→ **Source information**:

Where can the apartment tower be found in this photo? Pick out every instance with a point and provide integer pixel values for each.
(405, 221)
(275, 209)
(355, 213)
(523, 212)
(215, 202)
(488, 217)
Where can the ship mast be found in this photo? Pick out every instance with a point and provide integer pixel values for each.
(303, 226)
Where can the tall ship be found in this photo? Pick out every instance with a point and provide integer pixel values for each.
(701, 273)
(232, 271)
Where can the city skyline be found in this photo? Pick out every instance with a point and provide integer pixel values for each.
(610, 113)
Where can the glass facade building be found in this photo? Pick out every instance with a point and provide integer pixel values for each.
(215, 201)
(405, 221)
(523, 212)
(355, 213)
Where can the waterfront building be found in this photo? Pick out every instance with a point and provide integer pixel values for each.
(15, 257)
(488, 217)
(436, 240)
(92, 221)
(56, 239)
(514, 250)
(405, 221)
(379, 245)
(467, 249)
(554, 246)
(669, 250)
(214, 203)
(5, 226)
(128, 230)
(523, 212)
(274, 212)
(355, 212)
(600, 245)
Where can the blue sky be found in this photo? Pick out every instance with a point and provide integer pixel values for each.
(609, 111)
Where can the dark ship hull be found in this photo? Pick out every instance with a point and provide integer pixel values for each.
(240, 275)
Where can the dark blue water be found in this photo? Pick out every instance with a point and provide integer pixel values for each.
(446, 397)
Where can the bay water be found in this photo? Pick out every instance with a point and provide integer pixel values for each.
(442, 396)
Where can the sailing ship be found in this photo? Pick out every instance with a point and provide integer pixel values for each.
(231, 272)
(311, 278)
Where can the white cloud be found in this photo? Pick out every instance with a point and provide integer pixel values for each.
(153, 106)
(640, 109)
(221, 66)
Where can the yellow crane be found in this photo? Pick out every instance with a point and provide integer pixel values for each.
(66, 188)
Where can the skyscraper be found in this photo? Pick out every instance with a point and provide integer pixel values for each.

→ **Activity**: The required output is every line from the one with "Where can the dark blue" to the final line of the entries, repeated exactly and with nothing else.

→ **Response**:
Where can the dark blue water be found in this photo? Pick out every instance with a point and provide integer pixel values for each.
(446, 397)
Where can the bay water be found in this photo? Pick out every instance with a point and provide integer pixel values for each.
(442, 396)
Where can the sailing ship be found in this photo? Pick out every instance with a point and provide integer pixel values for each.
(231, 272)
(311, 278)
Where can the white cloud be found in this photo? Pick out every instance with a point and provide integer pixel values for each.
(153, 106)
(640, 109)
(221, 66)
Where can the yellow crane be found in this photo? Pick out every instance with a point and provide integer pixel values for each.
(66, 188)
Where can the skyscraper be found in this photo? Pick out every instance with a point and provide integer pixel values for each.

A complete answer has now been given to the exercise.